In the eyes of the Trump administration, the new trade deal binding the U.S., Mexico and Canada is a model for future agreements, and nowhere is that more evident than in the Agricultural Biotechnology section of the pact, now called the United States-Mexico-Canada Agreement, or USMCA.
“This is one of those foundational chapters that we would want to have included in any other free trade negotiations,” said Floyd Gaibler, a director at the U.S. Grains Council. “This is our gold standard for biotech.”
The Trans-Pacific Partnership was the first multilateral trade deal to include a biotechnology agreement, but the USMCA goes beyond what’s in the TPP, the 11-country Pacific Rim accord that the U.S. pulled out of last year. While the geographic scope of the TPP is broader, the USMCA language is binding and sets an underpinning that could provide a much more significant boost to the expansion of biotechnology if it is adopted in future trade deals.
It was one of the least controversial chapters of the pact and was agreed on very early by all three countries, likely because the U.S., Canada and Mexico are already closely aligned on biotech policy. The biggest impact may come months or years from now in future negotiations with countries that do not have efficient ways of approving or dealing with genetically altered crops, farming and science organizations say.
“The USMCA sets important new standards for U.S. trade policy by ensuring trading partners establish policies that protect, respect, and advance the hard work and investment needed to bring new biotechnology innovations from the lab to the marketplace,” the Biotechnology Innovation Organization (BIO) said in a statement.
◇ ◇ ◇ ◇ ◇
#### Try it:
Could you retype the text on the USMCA biotechnology chapter word for word, starting at the part that opens with the words "In the eyes" and ending at the part that closes with "Agreement, or USMCA."?

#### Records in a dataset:
◇ ◇ ◇ ◇ ◇
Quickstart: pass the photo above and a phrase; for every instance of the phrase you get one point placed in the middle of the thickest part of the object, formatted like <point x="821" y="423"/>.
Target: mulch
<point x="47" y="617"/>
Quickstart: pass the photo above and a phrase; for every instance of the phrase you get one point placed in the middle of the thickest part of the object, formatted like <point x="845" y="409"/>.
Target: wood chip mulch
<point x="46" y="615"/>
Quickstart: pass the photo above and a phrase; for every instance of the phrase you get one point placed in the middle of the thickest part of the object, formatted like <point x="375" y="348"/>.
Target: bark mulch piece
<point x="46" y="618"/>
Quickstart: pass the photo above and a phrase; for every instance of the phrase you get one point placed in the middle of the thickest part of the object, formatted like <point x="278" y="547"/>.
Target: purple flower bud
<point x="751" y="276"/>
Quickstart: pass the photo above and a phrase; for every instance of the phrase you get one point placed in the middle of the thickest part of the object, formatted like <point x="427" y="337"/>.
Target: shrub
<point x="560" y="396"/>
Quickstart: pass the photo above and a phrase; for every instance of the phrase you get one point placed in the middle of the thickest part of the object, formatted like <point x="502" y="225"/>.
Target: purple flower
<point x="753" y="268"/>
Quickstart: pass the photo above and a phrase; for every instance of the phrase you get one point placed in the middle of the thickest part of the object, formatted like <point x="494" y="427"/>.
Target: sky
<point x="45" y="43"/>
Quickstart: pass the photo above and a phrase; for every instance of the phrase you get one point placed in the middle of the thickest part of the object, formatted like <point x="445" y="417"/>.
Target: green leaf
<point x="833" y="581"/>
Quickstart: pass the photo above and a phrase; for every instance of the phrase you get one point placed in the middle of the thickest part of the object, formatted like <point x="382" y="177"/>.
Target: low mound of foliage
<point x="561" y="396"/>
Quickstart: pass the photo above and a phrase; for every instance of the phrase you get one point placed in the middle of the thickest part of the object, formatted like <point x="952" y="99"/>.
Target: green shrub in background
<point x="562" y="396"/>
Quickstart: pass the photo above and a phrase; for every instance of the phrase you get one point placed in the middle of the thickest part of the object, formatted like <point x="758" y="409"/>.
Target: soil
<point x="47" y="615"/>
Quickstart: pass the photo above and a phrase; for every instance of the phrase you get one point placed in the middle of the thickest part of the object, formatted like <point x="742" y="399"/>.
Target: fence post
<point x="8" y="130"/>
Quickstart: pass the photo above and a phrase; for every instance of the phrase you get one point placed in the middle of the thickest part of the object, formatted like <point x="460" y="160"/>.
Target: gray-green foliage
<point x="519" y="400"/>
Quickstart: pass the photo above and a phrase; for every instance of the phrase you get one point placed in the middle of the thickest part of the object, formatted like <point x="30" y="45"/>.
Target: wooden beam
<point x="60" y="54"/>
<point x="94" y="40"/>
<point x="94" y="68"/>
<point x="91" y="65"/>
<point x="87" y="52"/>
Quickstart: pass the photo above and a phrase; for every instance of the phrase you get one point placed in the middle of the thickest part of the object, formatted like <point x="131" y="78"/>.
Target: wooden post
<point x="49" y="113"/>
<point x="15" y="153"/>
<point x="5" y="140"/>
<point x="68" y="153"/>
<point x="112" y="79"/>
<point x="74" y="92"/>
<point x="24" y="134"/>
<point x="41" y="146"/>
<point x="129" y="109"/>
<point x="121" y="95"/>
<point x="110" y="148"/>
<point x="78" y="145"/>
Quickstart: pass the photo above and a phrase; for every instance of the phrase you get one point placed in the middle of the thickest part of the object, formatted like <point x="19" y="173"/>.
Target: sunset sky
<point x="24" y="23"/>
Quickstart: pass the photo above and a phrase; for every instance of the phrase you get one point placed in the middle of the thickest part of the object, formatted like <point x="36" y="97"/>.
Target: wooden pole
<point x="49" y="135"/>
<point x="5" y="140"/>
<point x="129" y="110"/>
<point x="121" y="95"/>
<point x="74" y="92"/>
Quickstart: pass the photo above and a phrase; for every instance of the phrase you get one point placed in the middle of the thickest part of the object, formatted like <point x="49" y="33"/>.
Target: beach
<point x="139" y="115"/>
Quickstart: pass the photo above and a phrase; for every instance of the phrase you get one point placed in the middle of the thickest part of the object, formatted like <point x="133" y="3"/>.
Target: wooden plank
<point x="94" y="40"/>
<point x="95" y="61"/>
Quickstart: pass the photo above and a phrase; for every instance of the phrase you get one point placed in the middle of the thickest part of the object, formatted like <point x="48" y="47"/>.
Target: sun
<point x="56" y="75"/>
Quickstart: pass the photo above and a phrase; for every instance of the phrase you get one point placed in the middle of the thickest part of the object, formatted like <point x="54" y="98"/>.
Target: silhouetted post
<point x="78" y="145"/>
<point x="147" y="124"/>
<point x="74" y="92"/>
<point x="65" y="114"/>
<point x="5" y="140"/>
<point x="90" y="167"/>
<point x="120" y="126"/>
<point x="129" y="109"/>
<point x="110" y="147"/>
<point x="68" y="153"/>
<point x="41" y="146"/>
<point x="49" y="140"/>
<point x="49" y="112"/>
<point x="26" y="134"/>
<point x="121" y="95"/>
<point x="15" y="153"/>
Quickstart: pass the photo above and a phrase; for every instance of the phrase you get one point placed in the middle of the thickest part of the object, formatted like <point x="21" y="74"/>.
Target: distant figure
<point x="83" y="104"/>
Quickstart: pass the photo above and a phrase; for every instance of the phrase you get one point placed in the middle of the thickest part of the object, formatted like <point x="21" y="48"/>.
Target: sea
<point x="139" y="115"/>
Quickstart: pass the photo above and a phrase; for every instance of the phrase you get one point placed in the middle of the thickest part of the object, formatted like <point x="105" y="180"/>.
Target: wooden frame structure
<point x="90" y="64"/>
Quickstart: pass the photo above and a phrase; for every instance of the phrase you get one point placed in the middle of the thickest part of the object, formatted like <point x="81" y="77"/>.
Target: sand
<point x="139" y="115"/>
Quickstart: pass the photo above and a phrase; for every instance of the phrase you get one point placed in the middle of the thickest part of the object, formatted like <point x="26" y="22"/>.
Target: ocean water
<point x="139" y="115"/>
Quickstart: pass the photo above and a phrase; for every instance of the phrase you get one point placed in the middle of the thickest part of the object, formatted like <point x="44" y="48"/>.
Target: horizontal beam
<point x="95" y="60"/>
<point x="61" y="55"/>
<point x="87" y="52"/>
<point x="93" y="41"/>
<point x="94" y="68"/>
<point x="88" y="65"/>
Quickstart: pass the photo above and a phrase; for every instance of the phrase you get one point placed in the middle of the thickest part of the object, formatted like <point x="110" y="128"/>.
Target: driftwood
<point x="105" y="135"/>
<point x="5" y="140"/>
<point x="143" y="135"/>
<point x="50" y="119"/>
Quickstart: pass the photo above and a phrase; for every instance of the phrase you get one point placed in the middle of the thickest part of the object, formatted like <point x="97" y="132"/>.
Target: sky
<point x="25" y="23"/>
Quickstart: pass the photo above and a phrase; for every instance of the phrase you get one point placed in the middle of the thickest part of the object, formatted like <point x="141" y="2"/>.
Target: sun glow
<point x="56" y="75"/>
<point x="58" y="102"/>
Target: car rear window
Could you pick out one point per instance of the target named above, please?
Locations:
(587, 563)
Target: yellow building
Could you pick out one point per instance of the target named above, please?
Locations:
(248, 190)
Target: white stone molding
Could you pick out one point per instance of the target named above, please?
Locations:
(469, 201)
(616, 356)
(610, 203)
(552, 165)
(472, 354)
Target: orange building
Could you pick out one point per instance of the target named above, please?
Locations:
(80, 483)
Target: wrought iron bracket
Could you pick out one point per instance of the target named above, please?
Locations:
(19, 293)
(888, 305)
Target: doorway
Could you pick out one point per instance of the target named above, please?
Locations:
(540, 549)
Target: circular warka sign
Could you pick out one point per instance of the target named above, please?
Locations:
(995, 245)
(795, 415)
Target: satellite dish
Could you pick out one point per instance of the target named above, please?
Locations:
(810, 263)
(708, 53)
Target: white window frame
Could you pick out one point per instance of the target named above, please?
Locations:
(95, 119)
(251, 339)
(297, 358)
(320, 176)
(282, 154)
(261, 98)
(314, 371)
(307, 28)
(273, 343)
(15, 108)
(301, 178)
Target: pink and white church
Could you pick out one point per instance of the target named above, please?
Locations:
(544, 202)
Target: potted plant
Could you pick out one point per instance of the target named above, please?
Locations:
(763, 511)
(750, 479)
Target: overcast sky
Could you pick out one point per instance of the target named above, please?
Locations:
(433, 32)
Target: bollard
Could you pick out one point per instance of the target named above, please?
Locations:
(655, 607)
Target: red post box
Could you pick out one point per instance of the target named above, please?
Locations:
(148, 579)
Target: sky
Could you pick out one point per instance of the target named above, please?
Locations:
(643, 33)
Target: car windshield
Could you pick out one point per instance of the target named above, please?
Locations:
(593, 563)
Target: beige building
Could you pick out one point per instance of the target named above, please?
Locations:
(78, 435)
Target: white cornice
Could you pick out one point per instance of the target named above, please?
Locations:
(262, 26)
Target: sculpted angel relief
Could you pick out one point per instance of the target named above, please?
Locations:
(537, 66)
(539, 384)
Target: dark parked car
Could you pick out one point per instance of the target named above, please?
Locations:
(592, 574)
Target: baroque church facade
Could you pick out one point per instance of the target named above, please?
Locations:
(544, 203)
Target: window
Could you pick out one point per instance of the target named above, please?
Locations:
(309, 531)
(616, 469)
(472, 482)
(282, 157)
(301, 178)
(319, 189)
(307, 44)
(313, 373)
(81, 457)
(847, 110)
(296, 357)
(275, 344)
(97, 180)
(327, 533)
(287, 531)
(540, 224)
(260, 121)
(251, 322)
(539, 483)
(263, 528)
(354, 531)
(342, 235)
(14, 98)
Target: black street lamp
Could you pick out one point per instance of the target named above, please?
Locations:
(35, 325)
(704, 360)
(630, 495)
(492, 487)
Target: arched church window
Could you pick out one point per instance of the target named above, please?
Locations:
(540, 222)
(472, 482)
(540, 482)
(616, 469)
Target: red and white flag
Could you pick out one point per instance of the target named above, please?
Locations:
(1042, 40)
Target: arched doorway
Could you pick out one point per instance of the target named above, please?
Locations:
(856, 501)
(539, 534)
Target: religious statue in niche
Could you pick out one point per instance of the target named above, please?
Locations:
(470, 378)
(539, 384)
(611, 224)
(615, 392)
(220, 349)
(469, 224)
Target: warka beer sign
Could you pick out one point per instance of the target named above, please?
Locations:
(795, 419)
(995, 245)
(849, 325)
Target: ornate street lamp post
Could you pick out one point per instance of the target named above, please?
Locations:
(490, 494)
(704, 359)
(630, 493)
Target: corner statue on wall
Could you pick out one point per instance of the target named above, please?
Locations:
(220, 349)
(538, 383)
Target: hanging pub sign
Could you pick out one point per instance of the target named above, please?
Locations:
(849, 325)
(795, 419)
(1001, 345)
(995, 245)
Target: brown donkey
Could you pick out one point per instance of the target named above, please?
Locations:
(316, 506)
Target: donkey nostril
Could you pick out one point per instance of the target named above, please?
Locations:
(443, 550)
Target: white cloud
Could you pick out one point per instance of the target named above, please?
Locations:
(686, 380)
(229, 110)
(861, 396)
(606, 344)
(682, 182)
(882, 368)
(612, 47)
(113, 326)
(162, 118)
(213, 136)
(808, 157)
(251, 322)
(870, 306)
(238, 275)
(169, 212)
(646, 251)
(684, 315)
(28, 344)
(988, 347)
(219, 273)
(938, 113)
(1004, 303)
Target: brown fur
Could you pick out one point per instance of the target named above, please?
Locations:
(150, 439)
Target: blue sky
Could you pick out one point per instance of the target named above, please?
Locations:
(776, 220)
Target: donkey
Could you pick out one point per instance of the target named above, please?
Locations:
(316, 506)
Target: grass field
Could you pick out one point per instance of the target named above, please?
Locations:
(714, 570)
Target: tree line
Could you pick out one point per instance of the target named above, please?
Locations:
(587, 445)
◇ ◇ ◇ ◇ ◇
#### Response:
In the eyes of the Trump administration, the new trade deal binding the U.S., Mexico and Canada is a model for future agreements, and nowhere is that more evident than in the Agricultural Biotechnology section of the pact, now called the United States-Mexico-Canada Agreement, or USMCA.